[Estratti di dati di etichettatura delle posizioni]
= = = = = = =

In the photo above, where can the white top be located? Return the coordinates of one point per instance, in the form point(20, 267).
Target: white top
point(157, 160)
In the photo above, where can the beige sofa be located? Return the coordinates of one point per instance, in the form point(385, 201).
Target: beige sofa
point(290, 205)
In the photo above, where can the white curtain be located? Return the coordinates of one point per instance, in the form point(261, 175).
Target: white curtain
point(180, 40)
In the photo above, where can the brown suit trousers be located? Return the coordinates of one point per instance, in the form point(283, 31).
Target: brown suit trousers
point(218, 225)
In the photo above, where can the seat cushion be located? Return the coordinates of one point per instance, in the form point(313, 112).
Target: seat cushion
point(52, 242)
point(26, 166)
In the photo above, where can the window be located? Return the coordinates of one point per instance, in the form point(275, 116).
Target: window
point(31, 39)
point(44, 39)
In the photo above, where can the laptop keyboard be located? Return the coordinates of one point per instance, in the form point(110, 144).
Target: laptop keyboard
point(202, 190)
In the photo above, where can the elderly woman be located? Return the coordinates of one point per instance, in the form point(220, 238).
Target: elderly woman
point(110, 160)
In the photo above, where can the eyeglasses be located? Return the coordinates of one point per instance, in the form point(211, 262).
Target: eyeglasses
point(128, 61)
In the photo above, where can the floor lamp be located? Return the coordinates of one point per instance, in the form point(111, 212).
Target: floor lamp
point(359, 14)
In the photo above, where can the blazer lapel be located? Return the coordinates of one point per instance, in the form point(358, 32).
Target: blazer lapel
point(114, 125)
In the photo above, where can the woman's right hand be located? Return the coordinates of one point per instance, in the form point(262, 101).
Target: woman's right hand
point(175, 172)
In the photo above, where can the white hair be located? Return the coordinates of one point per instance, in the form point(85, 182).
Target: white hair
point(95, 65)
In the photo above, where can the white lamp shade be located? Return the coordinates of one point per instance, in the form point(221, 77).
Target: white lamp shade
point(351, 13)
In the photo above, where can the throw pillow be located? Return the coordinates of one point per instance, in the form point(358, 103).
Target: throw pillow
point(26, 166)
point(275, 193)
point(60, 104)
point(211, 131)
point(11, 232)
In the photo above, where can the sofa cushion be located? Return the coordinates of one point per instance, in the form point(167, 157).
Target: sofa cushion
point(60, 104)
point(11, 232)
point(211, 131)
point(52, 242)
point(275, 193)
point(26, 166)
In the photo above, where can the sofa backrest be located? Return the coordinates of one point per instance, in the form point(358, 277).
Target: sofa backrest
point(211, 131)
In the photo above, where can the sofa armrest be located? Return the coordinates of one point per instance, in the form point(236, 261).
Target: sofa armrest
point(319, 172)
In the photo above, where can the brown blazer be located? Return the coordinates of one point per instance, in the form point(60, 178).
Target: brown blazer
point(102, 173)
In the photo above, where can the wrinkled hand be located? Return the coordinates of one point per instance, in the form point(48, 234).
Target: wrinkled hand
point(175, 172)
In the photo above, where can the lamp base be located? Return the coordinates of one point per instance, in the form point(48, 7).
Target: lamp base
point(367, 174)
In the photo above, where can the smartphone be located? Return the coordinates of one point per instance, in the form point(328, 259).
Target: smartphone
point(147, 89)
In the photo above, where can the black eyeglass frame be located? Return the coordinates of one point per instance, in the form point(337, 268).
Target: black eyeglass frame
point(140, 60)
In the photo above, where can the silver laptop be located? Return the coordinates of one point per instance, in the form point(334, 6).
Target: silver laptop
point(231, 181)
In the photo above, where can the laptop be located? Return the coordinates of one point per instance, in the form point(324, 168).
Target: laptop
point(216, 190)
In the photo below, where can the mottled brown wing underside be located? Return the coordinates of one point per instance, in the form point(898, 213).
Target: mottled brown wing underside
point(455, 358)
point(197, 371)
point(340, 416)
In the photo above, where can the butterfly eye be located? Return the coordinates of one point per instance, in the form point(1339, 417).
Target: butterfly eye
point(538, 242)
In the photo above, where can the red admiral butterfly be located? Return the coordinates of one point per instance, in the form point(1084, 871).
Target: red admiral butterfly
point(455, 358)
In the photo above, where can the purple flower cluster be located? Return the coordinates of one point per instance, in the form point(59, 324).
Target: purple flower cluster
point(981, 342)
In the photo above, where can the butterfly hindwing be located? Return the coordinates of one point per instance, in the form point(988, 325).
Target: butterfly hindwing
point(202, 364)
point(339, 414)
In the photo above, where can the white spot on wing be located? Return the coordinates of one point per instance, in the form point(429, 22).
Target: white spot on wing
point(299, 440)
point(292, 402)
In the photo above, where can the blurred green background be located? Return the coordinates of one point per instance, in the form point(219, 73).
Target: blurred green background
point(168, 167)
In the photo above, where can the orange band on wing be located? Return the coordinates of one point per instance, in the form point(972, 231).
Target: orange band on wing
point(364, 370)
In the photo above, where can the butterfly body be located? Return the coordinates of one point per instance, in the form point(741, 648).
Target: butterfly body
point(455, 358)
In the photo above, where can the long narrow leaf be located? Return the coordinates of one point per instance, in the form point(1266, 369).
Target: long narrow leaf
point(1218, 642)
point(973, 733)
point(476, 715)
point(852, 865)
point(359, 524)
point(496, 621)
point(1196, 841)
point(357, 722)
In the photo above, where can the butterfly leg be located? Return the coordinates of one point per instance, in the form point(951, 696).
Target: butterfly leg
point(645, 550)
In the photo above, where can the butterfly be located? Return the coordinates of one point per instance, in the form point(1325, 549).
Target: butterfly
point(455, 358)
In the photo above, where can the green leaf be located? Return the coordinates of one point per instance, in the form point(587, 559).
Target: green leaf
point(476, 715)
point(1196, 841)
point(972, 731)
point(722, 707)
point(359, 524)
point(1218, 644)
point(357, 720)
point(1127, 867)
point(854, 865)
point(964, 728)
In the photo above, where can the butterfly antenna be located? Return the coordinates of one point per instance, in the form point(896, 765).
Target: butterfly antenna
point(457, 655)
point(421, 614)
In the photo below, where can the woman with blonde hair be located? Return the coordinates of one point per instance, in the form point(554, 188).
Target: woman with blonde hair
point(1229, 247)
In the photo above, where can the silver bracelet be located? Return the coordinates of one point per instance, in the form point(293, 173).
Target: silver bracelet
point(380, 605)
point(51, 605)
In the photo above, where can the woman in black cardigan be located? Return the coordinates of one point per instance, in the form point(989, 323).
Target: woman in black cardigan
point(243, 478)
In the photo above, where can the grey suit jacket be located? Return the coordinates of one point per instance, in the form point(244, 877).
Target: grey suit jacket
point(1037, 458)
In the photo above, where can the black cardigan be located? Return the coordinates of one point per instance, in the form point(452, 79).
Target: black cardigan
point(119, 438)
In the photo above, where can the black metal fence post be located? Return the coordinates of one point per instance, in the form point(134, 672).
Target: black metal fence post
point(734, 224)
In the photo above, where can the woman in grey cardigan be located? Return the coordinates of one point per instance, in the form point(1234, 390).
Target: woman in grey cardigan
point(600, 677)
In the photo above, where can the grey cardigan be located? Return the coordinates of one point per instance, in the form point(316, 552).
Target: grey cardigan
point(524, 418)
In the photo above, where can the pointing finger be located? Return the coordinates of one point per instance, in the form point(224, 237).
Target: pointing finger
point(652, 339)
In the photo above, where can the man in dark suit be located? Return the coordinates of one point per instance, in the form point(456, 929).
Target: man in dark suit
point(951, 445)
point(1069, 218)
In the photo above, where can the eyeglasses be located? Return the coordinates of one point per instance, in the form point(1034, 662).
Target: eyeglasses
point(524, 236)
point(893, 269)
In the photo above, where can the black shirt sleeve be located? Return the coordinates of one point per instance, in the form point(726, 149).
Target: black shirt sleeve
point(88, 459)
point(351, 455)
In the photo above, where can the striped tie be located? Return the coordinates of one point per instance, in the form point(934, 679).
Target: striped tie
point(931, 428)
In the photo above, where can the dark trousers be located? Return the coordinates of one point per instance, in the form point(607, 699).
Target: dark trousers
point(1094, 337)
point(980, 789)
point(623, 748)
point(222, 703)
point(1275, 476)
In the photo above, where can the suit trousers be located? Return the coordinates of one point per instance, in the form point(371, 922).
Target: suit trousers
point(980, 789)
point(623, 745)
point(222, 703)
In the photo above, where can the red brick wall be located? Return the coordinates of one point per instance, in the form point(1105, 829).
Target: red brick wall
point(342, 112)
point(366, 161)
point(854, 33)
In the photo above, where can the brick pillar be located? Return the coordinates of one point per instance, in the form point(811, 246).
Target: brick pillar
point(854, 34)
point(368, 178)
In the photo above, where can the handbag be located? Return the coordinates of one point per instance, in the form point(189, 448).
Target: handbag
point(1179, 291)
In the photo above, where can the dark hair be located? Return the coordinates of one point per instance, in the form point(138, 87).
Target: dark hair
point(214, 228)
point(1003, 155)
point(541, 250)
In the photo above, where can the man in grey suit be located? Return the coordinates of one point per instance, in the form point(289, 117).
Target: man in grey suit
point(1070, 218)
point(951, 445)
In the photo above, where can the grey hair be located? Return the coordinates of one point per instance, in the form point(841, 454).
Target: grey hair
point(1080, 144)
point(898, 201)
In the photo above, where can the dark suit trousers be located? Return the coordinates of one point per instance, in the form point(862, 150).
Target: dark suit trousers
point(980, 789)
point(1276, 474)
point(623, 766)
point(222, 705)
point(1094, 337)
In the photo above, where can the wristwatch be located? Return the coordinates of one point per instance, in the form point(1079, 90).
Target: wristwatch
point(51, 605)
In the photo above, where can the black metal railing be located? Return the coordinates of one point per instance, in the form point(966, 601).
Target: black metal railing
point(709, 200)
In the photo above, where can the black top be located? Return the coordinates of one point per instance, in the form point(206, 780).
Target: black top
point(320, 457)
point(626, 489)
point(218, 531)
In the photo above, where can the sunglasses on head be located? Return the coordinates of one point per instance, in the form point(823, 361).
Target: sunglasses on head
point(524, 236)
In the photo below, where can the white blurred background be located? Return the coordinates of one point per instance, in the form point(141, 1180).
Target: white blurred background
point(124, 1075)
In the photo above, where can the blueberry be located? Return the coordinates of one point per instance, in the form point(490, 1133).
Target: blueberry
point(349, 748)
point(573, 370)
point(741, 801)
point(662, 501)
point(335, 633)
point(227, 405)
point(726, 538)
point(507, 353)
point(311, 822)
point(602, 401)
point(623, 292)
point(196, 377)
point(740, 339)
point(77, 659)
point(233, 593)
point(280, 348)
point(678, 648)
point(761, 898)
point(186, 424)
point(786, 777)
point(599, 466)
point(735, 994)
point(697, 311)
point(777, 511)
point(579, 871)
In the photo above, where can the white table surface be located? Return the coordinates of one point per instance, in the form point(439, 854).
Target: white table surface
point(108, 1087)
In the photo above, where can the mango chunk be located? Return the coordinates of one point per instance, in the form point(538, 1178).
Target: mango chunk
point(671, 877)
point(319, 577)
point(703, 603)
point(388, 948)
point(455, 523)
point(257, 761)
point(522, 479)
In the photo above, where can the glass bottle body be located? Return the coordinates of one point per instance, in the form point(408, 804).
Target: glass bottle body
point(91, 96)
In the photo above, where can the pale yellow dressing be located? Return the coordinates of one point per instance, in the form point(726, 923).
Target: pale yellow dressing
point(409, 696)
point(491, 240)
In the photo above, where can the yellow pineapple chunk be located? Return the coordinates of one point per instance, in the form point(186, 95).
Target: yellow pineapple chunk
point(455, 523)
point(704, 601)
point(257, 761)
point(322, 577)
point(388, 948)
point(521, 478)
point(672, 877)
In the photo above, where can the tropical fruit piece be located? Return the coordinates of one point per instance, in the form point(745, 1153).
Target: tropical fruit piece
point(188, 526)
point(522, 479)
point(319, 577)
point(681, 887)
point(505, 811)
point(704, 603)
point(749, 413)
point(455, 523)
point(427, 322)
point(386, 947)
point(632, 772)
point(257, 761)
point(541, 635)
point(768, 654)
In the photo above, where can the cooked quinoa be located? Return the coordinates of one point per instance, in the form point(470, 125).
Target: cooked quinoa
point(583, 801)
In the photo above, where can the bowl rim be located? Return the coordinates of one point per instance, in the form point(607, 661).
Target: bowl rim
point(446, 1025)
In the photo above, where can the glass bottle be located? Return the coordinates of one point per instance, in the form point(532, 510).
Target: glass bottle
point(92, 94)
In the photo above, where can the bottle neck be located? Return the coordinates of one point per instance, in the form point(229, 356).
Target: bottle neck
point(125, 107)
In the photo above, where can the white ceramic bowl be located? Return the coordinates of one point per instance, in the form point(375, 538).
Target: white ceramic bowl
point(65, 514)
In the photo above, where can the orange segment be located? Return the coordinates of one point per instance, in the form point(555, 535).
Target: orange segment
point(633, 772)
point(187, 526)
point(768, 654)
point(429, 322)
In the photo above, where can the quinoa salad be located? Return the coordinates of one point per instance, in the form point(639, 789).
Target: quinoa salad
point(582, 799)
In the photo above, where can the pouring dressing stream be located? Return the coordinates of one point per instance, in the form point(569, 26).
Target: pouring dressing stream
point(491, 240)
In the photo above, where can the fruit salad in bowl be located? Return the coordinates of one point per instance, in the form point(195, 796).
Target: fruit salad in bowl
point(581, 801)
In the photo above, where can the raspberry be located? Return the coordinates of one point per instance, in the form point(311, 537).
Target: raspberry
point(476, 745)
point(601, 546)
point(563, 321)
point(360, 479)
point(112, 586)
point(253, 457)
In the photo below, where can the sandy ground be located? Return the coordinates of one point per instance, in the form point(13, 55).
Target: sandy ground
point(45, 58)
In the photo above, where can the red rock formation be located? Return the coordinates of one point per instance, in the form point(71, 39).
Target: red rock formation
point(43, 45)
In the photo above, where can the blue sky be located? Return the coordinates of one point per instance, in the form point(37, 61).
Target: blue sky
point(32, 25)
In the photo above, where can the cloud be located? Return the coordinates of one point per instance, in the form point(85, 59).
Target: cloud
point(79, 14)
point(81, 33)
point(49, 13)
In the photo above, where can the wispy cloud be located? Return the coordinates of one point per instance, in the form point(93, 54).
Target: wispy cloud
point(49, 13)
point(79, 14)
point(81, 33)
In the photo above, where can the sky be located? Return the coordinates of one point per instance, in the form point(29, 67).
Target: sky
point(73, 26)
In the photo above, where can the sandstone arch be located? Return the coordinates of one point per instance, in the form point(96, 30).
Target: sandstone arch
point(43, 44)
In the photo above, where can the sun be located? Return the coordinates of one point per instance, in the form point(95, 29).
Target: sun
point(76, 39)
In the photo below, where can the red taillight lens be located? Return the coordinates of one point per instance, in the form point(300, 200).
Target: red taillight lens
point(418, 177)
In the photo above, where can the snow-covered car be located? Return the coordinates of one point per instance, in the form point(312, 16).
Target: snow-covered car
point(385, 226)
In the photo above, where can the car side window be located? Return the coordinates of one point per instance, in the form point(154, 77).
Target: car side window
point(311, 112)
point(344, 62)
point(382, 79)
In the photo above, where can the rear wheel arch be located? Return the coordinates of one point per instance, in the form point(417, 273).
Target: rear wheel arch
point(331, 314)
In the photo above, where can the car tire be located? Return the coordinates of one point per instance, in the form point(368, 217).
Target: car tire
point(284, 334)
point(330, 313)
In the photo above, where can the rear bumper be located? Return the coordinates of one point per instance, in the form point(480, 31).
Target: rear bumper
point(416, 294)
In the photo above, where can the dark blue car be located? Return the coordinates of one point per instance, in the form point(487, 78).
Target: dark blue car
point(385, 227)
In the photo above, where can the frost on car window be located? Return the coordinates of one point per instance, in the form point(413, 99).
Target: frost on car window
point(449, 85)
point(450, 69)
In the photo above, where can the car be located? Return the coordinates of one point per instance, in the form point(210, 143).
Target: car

= = = = = = =

L'esercizio => Ricopia esattamente le righe dalla riga che contiene "In the photo above, where can the silver bracelet" alla riga che contiene "point(734, 224)", incluse entrambe.

Risultato finale =>
In the photo above, where can the silver bracelet be located? Return the coordinates of one point per instance, in the form point(293, 173).
Target: silver bracelet
point(380, 605)
point(51, 605)
In the photo above, where can the woman in black cardigan be located? Return the coordinates of one point per instance, in the form point(989, 323).
Target: woman in black cardigan
point(243, 478)
In the photo above, where can the grey suit jacket be located? Return the coordinates of one point per instance, in the form point(244, 877).
Target: grey suit jacket
point(1037, 458)
In the photo above, where can the black cardigan be located? Return the coordinates of one point per instance, in the form point(452, 79).
Target: black cardigan
point(119, 438)
In the photo above, where can the black metal fence post be located? Return the coordinates of one point per instance, in the form point(134, 672).
Target: black metal fence post
point(734, 224)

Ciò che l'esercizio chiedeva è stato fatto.